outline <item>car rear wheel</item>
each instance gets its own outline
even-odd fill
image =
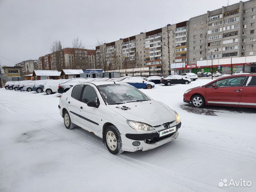
[[[47,95],[50,95],[52,93],[52,91],[51,89],[48,89],[46,90],[46,94]]]
[[[37,90],[37,92],[38,93],[42,93],[42,92],[43,92],[43,90],[42,90],[42,89],[41,88],[38,88]]]
[[[148,85],[146,86],[146,89],[152,89],[152,85]]]
[[[191,98],[191,102],[195,107],[201,108],[204,106],[205,101],[203,97],[200,95],[196,95]]]
[[[123,152],[122,150],[121,135],[115,126],[111,126],[107,128],[104,138],[107,148],[112,154],[120,154]]]
[[[68,129],[72,129],[75,127],[75,124],[71,122],[70,116],[67,111],[64,113],[64,124]]]

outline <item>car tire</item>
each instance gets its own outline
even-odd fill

• Exercise instructions
Reproduce all of the rows above verbatim, leaving out the pictures.

• Task response
outline <item>car rear wheel</item>
each instance gets its own outline
even-odd fill
image =
[[[47,95],[50,95],[52,93],[52,91],[51,89],[48,89],[46,90],[46,94]]]
[[[37,90],[37,92],[38,93],[42,93],[42,92],[43,92],[43,90],[42,90],[42,89],[41,88],[38,88]]]
[[[148,85],[146,86],[146,89],[152,89],[152,85]]]
[[[191,98],[191,102],[195,107],[201,108],[204,106],[205,101],[203,97],[200,95],[196,95]]]
[[[123,152],[122,150],[121,135],[115,126],[111,126],[107,128],[104,138],[107,148],[112,154],[120,154]]]
[[[68,129],[72,129],[75,127],[75,124],[71,122],[70,116],[67,111],[64,113],[64,124]]]

outline <item>car tire</item>
each instance gets its own outline
even-odd fill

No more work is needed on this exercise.